• THE REQUEST: Report how many lines below contain the string "thumb", treating uppercase and lowercase as different, and give only the number.

• MATERIAL FOR THIS TASK:

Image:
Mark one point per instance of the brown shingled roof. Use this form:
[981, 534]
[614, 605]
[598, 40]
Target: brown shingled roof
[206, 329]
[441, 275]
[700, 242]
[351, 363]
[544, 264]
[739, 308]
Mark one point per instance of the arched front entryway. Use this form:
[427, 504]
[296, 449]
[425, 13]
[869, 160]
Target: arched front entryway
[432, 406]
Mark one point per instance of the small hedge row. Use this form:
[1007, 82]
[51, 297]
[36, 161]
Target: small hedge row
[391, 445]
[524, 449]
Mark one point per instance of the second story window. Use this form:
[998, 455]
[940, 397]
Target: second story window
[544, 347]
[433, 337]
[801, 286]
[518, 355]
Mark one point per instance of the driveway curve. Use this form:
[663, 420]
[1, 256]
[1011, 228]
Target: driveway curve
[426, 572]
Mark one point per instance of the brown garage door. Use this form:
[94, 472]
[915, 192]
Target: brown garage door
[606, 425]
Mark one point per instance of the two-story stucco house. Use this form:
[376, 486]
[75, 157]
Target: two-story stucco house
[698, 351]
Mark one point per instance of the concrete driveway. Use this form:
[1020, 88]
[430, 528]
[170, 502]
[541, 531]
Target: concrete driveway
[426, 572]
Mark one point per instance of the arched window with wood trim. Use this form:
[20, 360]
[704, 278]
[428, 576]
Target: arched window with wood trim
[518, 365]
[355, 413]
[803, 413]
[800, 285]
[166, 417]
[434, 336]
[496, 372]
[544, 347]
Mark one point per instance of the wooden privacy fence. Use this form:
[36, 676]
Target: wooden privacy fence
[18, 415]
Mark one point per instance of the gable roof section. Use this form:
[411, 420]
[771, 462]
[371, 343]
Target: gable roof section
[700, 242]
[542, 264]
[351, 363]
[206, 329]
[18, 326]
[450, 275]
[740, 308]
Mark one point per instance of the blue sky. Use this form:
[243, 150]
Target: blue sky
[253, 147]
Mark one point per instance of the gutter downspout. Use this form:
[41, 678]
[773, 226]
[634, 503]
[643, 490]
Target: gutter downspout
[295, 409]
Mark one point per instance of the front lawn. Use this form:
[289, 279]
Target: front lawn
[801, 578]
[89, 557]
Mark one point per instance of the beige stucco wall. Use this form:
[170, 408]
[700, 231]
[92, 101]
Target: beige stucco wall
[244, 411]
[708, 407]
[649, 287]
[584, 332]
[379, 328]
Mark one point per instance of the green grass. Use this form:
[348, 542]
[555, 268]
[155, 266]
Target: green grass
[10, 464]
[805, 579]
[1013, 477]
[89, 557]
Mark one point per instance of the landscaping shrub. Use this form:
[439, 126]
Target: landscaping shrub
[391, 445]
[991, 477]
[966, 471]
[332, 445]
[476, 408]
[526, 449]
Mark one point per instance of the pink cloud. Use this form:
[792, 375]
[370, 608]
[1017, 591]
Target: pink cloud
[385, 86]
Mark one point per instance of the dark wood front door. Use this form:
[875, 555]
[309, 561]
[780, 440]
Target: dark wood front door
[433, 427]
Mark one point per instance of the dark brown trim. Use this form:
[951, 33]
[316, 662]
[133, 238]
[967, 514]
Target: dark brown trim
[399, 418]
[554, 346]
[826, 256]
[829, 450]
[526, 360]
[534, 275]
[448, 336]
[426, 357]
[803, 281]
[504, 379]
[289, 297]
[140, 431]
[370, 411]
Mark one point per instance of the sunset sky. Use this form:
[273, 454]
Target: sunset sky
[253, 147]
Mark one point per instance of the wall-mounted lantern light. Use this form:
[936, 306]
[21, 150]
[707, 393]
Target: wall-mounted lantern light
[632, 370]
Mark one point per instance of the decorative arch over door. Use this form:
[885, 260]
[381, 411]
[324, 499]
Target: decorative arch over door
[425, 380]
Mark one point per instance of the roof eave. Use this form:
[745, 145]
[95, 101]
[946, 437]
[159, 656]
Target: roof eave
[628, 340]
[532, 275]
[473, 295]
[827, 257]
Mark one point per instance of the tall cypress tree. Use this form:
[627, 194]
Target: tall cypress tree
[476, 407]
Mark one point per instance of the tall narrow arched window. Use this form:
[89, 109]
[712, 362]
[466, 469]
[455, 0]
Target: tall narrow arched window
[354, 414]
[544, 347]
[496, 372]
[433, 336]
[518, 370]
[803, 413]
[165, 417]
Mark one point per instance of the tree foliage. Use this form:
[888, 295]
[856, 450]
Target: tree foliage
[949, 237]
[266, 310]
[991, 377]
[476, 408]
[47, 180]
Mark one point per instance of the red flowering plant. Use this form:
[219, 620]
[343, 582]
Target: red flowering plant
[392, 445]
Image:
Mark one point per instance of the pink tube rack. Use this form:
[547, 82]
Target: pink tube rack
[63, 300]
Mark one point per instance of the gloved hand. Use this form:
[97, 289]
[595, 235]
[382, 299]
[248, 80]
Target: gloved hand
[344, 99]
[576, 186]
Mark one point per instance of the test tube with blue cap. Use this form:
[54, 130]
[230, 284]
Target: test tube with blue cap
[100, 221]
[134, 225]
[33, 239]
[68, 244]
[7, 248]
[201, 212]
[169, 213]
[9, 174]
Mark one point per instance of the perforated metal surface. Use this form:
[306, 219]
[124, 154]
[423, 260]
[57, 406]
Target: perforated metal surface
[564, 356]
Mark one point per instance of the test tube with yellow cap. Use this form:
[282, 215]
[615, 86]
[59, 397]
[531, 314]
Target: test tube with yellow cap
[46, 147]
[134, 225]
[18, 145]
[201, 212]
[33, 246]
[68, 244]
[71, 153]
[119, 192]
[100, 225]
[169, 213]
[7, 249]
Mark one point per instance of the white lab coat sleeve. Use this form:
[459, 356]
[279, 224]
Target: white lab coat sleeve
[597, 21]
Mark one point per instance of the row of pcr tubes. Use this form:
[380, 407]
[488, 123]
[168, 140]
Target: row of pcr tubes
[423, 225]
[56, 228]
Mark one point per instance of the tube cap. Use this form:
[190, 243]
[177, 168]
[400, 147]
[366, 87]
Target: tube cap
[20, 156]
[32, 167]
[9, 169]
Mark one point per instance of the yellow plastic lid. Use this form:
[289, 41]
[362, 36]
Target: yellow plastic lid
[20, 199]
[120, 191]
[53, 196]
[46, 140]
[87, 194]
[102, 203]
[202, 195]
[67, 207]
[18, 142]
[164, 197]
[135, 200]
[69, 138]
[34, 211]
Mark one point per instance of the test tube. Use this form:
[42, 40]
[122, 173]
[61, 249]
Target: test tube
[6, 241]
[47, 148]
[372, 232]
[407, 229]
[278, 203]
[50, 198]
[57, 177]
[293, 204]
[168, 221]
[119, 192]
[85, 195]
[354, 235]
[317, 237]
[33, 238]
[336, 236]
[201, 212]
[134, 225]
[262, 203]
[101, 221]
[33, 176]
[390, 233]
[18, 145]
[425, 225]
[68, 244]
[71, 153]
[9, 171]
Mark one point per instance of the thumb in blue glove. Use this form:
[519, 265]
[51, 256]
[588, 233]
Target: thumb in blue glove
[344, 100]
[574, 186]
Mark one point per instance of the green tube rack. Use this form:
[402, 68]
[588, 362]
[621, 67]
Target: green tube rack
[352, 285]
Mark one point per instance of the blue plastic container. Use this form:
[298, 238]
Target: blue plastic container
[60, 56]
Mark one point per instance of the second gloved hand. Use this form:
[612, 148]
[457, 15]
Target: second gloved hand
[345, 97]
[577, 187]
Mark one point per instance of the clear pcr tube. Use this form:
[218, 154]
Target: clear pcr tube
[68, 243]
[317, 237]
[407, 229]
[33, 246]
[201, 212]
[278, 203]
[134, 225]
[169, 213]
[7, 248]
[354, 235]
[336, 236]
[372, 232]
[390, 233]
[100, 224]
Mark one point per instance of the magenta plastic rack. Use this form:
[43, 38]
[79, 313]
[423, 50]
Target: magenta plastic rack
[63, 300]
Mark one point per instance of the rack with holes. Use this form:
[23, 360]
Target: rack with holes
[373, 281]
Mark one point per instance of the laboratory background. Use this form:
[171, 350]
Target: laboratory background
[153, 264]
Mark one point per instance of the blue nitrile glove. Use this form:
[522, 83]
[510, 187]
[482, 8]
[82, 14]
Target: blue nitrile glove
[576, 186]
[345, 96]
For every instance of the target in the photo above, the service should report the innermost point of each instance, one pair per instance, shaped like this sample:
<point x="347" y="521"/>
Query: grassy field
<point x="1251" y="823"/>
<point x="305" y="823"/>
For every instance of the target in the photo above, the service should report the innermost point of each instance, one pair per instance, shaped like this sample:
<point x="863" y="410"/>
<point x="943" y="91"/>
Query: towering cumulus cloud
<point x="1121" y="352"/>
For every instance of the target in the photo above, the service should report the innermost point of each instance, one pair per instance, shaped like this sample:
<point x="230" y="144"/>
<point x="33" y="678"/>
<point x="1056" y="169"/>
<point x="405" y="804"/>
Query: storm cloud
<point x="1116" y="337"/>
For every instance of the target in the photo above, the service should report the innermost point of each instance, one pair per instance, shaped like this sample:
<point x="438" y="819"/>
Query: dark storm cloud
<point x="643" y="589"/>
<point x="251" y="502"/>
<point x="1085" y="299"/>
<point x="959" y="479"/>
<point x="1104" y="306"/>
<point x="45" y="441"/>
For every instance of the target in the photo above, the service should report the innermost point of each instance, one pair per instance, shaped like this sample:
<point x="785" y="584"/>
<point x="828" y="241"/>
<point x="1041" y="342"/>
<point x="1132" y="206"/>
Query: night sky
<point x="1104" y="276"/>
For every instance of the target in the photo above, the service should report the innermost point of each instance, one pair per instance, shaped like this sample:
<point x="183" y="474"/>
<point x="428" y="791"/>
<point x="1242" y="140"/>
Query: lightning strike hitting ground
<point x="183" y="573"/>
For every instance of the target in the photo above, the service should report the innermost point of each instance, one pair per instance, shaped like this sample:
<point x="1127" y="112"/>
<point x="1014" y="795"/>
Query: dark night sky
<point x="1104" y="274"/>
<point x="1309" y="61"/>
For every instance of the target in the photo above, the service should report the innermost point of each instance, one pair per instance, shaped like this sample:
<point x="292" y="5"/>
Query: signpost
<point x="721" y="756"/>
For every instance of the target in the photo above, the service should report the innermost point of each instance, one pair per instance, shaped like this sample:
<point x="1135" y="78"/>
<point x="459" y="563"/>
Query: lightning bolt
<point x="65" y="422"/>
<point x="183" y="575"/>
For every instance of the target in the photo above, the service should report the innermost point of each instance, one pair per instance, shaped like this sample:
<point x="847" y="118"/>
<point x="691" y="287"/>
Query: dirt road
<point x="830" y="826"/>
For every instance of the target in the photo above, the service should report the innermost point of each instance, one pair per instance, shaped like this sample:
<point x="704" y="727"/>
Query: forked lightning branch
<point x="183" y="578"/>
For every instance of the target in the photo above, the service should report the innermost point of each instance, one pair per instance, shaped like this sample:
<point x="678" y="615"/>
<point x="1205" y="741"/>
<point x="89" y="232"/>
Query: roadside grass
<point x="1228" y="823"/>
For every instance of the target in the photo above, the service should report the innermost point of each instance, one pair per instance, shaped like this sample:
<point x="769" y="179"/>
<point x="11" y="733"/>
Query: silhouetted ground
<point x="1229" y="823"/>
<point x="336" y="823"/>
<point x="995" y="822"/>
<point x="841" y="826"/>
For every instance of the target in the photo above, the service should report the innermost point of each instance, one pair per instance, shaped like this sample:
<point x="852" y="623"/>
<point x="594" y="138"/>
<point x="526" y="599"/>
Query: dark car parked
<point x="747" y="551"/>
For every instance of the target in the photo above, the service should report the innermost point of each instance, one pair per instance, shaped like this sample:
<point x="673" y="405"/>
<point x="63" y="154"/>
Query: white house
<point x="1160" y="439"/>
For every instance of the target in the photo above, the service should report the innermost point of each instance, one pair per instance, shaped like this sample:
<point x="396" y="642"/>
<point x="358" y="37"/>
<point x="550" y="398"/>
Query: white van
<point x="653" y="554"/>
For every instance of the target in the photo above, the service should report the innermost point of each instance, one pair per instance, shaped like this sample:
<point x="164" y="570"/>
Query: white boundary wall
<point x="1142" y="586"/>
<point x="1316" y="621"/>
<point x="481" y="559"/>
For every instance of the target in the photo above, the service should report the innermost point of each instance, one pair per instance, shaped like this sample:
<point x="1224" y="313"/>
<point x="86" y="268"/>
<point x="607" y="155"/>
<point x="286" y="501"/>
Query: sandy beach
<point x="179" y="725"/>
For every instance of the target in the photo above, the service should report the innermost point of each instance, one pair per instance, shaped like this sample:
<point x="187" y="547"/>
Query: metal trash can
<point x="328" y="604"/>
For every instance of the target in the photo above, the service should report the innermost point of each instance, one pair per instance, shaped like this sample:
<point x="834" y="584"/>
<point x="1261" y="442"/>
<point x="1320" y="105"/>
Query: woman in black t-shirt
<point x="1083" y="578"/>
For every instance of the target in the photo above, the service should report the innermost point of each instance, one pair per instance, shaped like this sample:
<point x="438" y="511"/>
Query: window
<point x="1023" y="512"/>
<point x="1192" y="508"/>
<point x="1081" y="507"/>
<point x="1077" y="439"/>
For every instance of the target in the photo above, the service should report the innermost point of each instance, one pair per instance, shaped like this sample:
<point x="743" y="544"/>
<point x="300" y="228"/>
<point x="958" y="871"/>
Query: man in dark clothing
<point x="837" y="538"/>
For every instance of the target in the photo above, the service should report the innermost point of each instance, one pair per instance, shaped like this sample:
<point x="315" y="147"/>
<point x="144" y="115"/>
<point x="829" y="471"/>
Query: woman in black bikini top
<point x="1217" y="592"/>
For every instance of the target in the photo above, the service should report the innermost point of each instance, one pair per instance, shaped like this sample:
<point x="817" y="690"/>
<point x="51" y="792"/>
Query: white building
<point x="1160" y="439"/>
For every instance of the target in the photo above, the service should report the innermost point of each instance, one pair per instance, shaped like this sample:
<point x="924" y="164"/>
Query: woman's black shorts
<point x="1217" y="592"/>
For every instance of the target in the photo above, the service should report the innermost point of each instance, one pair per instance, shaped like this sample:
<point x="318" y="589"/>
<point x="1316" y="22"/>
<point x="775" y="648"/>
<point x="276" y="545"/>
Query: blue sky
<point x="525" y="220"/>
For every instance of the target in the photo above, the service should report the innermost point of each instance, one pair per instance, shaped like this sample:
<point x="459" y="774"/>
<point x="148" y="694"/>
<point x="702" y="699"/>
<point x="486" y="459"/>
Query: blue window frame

• WRITTEN REPLY: 2